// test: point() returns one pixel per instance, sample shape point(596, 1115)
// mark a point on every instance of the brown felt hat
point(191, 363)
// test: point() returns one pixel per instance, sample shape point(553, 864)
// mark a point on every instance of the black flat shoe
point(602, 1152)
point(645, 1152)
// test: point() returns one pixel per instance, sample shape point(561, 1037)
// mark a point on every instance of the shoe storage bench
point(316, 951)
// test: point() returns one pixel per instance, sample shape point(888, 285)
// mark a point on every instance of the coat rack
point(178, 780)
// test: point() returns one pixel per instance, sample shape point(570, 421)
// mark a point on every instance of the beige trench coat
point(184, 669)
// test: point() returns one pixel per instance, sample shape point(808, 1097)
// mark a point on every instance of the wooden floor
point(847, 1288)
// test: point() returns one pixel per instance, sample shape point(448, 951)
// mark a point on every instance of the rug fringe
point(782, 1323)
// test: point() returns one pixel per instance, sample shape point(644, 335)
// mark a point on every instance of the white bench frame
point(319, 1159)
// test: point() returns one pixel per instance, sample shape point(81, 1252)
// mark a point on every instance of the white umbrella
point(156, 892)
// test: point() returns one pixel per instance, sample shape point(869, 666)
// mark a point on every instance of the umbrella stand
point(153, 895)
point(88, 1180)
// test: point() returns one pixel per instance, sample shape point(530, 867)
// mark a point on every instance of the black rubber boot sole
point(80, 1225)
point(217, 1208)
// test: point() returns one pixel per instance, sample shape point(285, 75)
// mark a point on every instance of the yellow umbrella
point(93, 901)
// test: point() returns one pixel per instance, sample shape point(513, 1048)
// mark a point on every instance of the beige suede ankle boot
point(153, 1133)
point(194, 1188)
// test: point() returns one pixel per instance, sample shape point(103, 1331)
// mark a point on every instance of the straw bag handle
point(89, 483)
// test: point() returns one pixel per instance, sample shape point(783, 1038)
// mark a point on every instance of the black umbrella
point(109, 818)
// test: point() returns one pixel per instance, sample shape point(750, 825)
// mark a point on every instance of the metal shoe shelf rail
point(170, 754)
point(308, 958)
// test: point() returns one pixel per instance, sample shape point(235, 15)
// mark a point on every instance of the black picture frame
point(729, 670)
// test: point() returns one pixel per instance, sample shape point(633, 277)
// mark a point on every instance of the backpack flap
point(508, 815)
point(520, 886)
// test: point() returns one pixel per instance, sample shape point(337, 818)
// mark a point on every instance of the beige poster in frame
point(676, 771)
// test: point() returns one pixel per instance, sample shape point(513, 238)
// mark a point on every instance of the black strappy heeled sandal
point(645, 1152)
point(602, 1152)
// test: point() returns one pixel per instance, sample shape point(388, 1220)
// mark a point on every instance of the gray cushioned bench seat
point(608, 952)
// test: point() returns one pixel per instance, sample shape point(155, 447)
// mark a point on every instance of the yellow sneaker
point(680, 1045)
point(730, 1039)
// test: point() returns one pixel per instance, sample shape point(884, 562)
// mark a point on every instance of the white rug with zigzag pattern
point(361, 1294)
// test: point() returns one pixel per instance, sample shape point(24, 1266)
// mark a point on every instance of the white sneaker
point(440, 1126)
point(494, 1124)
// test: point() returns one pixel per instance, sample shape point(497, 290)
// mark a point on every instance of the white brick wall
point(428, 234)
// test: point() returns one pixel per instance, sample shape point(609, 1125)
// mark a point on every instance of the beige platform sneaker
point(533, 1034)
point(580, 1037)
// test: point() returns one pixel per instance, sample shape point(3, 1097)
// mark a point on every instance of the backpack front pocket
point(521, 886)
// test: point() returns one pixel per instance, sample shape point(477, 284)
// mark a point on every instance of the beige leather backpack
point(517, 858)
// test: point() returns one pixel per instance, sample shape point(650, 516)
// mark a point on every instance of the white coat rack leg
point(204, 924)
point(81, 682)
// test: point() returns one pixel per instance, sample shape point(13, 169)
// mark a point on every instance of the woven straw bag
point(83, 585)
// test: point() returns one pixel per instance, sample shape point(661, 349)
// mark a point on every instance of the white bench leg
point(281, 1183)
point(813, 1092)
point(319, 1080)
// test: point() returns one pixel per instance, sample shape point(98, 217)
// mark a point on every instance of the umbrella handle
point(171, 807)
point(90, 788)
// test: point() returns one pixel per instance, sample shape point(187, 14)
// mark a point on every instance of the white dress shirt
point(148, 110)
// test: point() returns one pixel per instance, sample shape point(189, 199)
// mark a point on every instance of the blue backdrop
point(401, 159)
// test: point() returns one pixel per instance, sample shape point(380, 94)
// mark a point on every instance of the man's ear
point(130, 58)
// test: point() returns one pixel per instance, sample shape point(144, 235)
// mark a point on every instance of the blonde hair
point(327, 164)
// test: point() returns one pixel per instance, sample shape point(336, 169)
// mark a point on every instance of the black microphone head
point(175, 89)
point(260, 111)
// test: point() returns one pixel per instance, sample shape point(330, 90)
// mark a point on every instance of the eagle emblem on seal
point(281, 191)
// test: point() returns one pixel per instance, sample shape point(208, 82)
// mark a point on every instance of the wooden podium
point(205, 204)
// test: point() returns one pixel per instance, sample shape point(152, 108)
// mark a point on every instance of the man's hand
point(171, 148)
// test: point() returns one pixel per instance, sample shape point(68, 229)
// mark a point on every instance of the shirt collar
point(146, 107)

------------------------------------------------------------

Please repeat the line that contains "shape point(152, 108)" and every line after it through the end of the material above, exactly and with nothing added.

// test: point() returns one pixel per instance, sample shape point(152, 108)
// mark a point on every instance of the man's hand
point(171, 148)
// test: point() returns one pixel per instance, sample shape point(68, 229)
// mark a point on every instance of the shirt collar
point(146, 107)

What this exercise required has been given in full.